GIVEN REQUEST:
Recast the lines between the one containing "Task: a point for each instance of the stone archway, written" and the one containing "pixel 96 36", inclusive, as a Markdown table with the columns Row and Line, giving each line a row number and omitting blank lines.

A block of data:
☆ ☆ ☆ ☆ ☆

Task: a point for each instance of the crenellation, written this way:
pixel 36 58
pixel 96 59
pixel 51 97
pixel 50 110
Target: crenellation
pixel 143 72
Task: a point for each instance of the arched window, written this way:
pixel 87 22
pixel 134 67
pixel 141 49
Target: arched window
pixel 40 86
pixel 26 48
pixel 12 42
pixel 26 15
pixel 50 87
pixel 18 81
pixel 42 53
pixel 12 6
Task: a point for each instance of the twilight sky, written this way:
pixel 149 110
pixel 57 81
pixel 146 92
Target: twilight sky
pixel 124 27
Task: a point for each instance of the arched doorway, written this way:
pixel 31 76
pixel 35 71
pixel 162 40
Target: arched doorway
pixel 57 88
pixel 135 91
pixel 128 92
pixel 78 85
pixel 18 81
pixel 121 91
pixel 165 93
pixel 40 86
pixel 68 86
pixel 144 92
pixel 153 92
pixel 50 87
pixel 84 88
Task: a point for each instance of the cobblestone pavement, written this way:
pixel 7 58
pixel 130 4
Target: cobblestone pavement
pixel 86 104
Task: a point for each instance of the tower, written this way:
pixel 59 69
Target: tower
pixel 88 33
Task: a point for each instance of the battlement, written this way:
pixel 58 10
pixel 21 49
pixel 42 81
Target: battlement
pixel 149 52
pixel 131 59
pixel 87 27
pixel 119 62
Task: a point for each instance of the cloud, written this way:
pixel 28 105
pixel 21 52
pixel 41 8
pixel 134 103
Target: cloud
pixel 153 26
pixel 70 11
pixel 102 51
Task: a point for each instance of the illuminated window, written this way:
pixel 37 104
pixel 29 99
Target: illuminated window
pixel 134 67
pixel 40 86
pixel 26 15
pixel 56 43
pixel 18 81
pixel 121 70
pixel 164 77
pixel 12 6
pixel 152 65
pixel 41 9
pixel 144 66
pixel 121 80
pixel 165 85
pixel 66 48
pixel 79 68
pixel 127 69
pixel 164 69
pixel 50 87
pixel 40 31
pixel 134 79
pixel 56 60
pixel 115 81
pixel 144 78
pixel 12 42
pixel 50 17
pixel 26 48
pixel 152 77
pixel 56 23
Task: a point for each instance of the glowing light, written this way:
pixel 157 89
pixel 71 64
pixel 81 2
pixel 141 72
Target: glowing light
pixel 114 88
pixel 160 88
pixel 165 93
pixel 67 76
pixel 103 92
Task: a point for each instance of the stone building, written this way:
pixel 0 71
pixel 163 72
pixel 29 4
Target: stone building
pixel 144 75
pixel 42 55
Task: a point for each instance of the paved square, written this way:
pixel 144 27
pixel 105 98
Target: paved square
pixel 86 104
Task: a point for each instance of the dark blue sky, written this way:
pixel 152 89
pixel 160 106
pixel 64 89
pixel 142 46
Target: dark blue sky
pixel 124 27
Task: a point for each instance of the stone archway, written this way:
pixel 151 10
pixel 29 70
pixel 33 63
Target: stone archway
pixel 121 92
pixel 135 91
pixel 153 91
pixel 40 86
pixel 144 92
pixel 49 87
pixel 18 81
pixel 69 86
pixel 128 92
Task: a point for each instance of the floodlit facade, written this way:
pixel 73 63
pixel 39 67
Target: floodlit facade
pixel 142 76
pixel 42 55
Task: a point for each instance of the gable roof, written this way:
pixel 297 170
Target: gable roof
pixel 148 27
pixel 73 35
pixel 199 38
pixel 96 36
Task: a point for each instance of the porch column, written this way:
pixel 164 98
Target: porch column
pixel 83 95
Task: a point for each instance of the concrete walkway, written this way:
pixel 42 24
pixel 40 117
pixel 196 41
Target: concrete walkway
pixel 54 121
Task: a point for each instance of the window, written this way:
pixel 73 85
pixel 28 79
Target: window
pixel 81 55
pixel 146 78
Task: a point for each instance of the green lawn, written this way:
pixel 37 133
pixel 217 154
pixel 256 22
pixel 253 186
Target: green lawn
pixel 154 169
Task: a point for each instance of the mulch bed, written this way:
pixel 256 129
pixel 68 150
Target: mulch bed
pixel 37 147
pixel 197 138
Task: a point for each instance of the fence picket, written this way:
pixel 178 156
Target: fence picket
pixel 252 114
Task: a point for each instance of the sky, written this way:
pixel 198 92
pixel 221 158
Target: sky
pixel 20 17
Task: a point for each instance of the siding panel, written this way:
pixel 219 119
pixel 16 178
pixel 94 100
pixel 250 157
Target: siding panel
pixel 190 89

☆ ☆ ☆ ☆ ☆

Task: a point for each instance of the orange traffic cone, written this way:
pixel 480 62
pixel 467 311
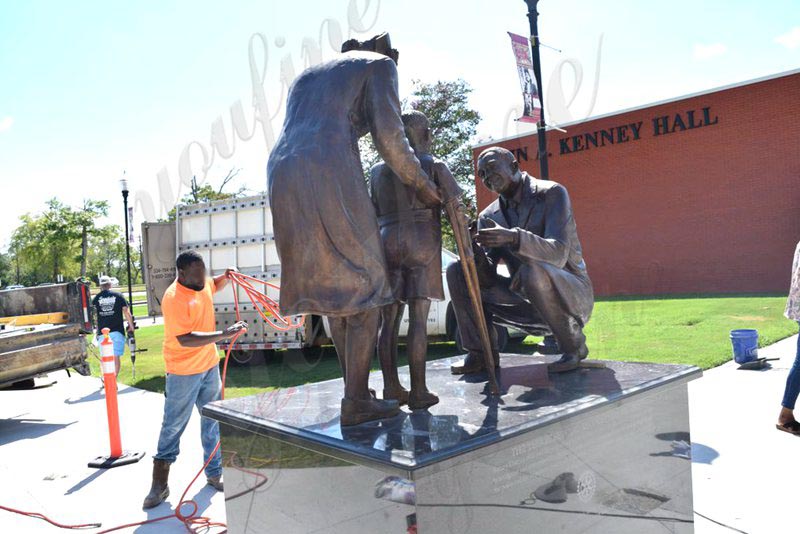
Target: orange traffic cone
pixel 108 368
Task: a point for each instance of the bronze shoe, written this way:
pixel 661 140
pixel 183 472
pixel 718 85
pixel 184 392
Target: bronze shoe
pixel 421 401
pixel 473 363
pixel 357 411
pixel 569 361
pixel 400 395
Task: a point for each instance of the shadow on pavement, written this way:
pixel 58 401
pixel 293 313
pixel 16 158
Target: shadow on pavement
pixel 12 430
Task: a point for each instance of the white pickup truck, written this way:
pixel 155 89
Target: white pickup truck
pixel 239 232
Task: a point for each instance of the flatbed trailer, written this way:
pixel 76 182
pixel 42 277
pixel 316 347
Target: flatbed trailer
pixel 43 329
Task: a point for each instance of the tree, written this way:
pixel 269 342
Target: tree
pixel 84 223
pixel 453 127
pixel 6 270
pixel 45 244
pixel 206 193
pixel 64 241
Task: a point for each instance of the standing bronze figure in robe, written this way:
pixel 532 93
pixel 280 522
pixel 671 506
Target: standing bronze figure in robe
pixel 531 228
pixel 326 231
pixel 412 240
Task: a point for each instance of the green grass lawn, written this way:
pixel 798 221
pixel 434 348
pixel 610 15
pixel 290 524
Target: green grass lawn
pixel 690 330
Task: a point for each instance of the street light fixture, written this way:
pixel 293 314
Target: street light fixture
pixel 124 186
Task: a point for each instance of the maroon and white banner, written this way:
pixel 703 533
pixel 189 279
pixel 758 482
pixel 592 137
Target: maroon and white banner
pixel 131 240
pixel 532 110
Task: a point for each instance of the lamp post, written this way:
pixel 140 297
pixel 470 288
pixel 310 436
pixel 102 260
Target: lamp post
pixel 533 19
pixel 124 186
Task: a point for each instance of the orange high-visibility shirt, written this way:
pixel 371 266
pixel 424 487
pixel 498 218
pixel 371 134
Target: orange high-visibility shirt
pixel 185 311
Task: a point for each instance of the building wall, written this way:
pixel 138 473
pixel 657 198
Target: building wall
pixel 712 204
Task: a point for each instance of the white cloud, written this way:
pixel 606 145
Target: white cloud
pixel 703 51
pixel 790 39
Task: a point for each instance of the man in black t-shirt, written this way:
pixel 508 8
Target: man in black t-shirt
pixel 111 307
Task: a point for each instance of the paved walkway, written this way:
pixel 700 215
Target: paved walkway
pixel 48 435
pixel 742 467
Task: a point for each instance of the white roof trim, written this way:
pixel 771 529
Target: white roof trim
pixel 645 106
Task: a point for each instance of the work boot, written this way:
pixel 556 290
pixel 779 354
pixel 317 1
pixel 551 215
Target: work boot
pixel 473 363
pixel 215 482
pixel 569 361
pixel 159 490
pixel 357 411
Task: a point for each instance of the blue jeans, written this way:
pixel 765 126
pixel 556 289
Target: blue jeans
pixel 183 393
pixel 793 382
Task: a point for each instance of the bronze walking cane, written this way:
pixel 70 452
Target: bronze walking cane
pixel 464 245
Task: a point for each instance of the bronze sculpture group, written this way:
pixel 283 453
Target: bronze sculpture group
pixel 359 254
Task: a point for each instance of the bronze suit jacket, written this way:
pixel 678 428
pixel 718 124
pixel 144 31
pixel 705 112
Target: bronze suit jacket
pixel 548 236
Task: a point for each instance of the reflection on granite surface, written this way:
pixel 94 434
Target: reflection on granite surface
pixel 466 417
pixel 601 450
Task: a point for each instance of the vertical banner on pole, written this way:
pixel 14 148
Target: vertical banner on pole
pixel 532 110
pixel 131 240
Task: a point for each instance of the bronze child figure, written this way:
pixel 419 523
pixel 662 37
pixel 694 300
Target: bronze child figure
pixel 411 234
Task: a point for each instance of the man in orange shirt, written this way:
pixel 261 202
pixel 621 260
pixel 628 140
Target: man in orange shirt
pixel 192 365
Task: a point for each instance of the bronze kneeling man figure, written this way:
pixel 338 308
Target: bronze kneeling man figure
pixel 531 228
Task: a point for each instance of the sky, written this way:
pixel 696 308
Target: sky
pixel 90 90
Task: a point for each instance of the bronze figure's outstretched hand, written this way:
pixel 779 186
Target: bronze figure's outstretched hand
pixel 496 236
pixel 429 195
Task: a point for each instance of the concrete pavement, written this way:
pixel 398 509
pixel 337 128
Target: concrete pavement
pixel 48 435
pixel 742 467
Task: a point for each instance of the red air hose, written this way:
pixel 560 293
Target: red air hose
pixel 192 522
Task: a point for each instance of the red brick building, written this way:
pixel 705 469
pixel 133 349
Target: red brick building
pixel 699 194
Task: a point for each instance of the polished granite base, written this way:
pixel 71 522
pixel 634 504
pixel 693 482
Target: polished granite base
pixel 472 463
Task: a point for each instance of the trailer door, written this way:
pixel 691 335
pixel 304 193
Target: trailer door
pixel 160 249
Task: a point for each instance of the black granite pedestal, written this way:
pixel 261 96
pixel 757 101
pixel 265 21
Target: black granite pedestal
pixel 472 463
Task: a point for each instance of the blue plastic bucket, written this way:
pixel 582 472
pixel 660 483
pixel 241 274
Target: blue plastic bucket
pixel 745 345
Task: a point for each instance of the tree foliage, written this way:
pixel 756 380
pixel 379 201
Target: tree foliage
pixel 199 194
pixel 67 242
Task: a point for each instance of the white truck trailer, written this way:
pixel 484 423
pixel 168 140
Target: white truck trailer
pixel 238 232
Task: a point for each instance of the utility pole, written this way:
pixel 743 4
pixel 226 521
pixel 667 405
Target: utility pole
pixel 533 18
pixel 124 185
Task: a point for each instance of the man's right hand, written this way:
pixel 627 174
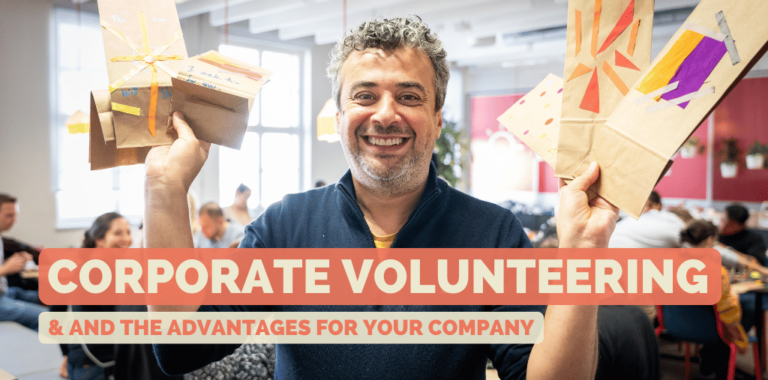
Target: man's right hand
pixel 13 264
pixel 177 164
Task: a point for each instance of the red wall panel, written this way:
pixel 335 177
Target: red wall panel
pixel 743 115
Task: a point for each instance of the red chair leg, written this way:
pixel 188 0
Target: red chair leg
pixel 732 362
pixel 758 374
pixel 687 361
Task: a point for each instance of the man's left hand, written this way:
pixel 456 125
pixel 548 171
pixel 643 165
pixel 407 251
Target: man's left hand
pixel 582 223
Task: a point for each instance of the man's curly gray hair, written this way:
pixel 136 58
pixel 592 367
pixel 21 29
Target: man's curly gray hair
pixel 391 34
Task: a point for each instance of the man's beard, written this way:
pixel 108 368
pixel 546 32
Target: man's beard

☆ ☆ ☆ ☆ ☆

EXERCISE RESPONSE:
| Row | Line |
|---|---|
| 1 | Task: a point for each instance of the stone archway, written this way: |
| 2 | pixel 151 10 |
| 3 | pixel 29 70 |
| 4 | pixel 33 63 |
| 5 | Target: stone archway |
| 6 | pixel 121 92 |
| 7 | pixel 135 91 |
| 8 | pixel 153 91 |
| 9 | pixel 40 86 |
| 10 | pixel 144 92 |
| 11 | pixel 49 87 |
| 12 | pixel 18 81 |
| 13 | pixel 69 86 |
| 14 | pixel 128 92 |
| 15 | Task: a point for each instance of the floodlit facade, written this way: |
| 16 | pixel 73 63 |
| 17 | pixel 39 67 |
| 18 | Target: floodlit facade |
| 19 | pixel 142 76 |
| 20 | pixel 42 55 |
| 21 | Task: a point for each instance of the gable roof, written this way: |
| 22 | pixel 297 170 |
| 23 | Target: gable roof |
| 24 | pixel 148 27 |
| 25 | pixel 73 35 |
| 26 | pixel 199 38 |
| 27 | pixel 96 36 |